§ Goal: Return each of the lines below that contains the word "every", copied unchanged.

★ ★ ★ ★ ★ ★ ★

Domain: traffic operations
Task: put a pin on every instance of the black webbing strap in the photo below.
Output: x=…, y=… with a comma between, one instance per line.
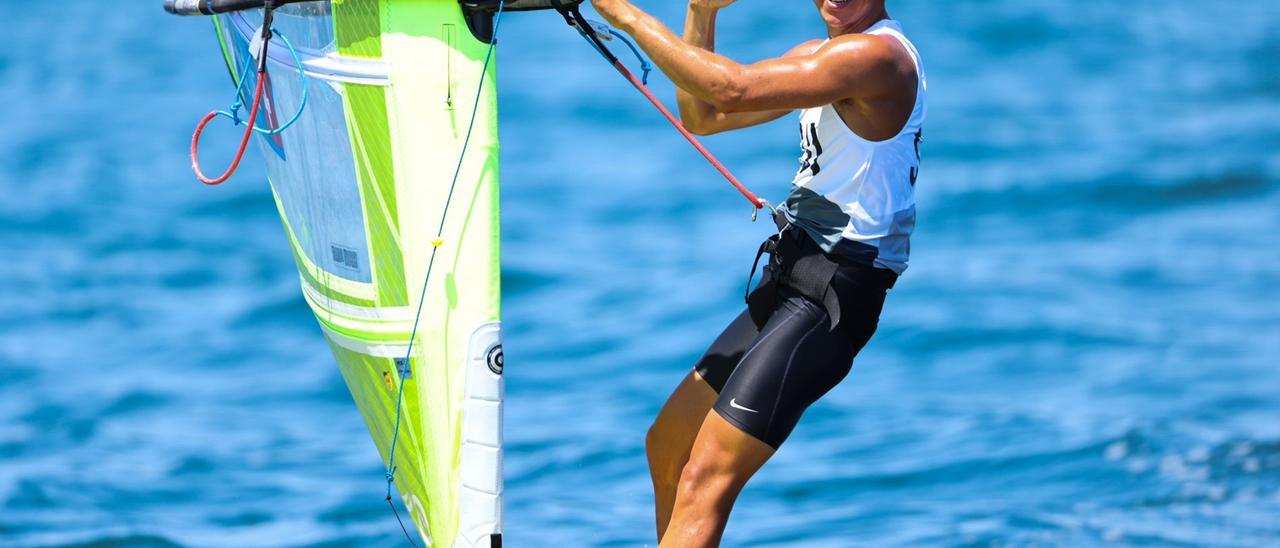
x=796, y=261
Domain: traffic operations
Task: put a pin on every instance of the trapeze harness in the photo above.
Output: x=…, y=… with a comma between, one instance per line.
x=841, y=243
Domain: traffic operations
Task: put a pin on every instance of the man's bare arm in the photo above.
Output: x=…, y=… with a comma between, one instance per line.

★ ★ ★ ★ ★ ★ ★

§ Correct answer:
Task: put a pin on every instance of the black webbing strap in the photo below.
Task: put a pin on every instance of the trapeze harness in the photo above.
Task: put a pin on every instance of the man's bare arm in the photo above.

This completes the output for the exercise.